%%
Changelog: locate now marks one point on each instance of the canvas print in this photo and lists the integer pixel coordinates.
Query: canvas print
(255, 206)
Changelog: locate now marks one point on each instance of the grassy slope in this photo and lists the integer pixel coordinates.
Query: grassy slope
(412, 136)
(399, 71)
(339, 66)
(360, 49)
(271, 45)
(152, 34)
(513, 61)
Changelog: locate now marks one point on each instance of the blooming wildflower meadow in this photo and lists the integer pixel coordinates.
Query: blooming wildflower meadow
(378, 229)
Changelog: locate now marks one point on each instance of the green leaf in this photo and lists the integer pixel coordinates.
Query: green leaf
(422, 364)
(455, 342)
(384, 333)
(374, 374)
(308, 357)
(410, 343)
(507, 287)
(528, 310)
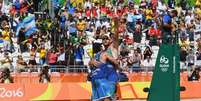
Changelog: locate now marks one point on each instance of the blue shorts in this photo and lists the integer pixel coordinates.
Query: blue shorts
(102, 88)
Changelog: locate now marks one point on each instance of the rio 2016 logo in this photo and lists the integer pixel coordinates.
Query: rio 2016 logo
(164, 63)
(4, 93)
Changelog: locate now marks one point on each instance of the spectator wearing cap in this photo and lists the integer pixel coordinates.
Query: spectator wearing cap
(6, 61)
(21, 64)
(81, 24)
(5, 76)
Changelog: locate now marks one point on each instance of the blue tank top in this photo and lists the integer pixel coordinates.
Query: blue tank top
(111, 72)
(99, 72)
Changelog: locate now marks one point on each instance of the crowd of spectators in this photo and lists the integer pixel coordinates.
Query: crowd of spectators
(69, 33)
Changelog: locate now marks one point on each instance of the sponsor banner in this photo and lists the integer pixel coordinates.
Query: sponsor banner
(82, 91)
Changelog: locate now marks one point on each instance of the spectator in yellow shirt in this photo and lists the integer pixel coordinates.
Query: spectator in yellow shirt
(149, 13)
(81, 25)
(6, 33)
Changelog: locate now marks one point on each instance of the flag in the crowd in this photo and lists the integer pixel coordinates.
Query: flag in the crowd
(29, 24)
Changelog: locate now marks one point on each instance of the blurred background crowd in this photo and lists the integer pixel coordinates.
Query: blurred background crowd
(67, 33)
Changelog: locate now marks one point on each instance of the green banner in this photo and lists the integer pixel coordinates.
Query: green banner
(165, 85)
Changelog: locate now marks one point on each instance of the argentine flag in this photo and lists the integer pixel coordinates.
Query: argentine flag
%%
→ DESCRIPTION OF THE TASK
Rewrite every line of the data, starting with the line with "the spectator wearing" and going on through the end of the data. Multiply each pixel coordinate in the answers by 0.6 and round to the nearest whole number, with halves rounded up.

→ THE ANSWER
Changelog: locate now marks one point on each instance of the spectator wearing cap in this photo and lists the integer pixel coordinates.
Query: spectator wearing cap
(4, 37)
(13, 38)
(49, 14)
(3, 46)
Changelog: locate now marks one point on each instance of the blue tank top in this photo and lists the integer pixel coordinates.
Query: blue tank top
(67, 43)
(59, 43)
Changelog: locate now marks one point on each instance of the crowd of spectators in this photo and lists the integer pixel coordinates.
Query: crowd of spectators
(41, 20)
Changelog: locate now marks one point on each instance of the sponsor banner in this photo and lists the integer pixel coordinates.
Query: sponsor banner
(49, 55)
Changelog: locate now marks one point on each instance of the spectator in yellow shirt in this photo and lists the integer pixel coordinates.
Query: spectator in yellow shirt
(89, 8)
(49, 15)
(4, 20)
Changelog: locate now marks one point on each instance of the flag in the crowd in this photo and lists the integer pixel coordinates.
Query: flag in the crowd
(17, 14)
Changelog: locate now marks one point on each instance of the blurred background crowd in this photo and lists the integer pixel coordinates.
Query: blurred background crowd
(40, 20)
Changelog: locate now marks one point on each instance of the green banner in this photo and lists the integer pixel coordinates.
Query: green banner
(99, 51)
Changelog: locate now marks one point on each instance of the argentine flag in this photo and lists the integer pixel coordinates.
Query: argentine flag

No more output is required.